• **WHAT IS REQUIRED**: Please write the next few paragraphs of the article about Camp Victory below, picking up after its final sentence.

• **DOCUMENT TEXT**:
By Allison M. Roberts Staff Writer
When Tom Russell first began putting Camp Victory together 10 years ago, he never imagined it would grow into what it is now.
Russell, co-creator of the camp and co-founder of The Children’s Security Blanket, knew that the kids being served by the local nonprofit needed a place to just be kids.
“In the first camp, we had five or six kids out here. We did not know what we were doing,” Russell said. “I researched every camp I could find across the Southeast and Northwest. I read, I called people and I called camp counselors. I had an idea about 10 years ago that the best thing we could do was create a camp for these kids.”
Camp Victory, located at Optimist Acres in Pauline, is just one of the services provided by The Children’s Security Blanket, Executive Director Laura Allen said.
Allen said she has seen the camp really grow in her three years with the organization. Last year, there were 15 children at the camp. This year, they are expecting to see close to 200 youngsters over the course of the week.
The first year was a little chaotic, Russell said. Vickie Holt, her husband Steve, and Doug Rayner, a biology professor at Wofford College, were just a few of the people instrumental in getting the camp up and running.

• **GIVEN INFORMATION**:
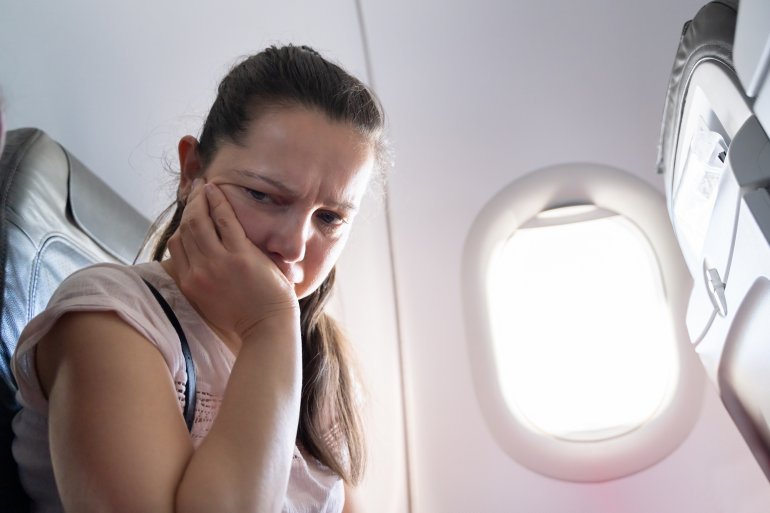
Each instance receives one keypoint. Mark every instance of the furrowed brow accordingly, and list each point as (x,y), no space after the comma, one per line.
(285,189)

• **ANSWER TO THIS EXERCISE**:
Each year, Rayner comes to camp and takes the kids on nature walks where they learn about trees, plants and wildlife around the camp. He also brings in reptiles for the children to pet and hold.
“I couldn’t do it without Doug,” Russell said. “Those kids worship him, and he holds their attention and teaches them.”
Vickie Holt got involved when she met Russell at a community event at her church. When he told her about his idea and the children it would help, Holt said she was on board.
Holt had directed camps for years, been active in her church’s children’s church and also knew where to find artists, magicians and people who draw caricatures.
“We just pulled it together,” Holt said. “Tom got the donations and the community to support it, and Steve and I worked out the logistics of how it’d work.”
It’s been rewarding to watch the camp grow and to see how excited the children are about coming to camp, Holt said. They talk about it all year, she said, and for some it becomes a goal to fight for — to be well enough to attend the camp the next year.
The camp is designed to be a family experience, Allen said.
The Children’s Security Blanket not only takes care of the child battling cancer, but also of siblings and parents. When camp rolls around, the brothers, sisters, moms and dads are also invited to attend.
The nonprofit services a number of families with children who travel for treatment. Allen said there are some who travel to Greenville, Charleston and even New York for the life-saving treatments they need.
They don’t get to have a normal kid’s life, Allen said, which is why Camp Victory is so important. It gives them the chance to spend a few days doing the kinds of things children do.
“We just want them to be kids,” Allen said. “We want them to laugh, run and play. For them, that’s this opportunity where they don’t have to think about what they’re going through.”
Lexi Wells, 15 of Anderson, has been coming to Camp Victory since she was 6 years old. She enjoys being able to fish, sing songs and spend time with her friends.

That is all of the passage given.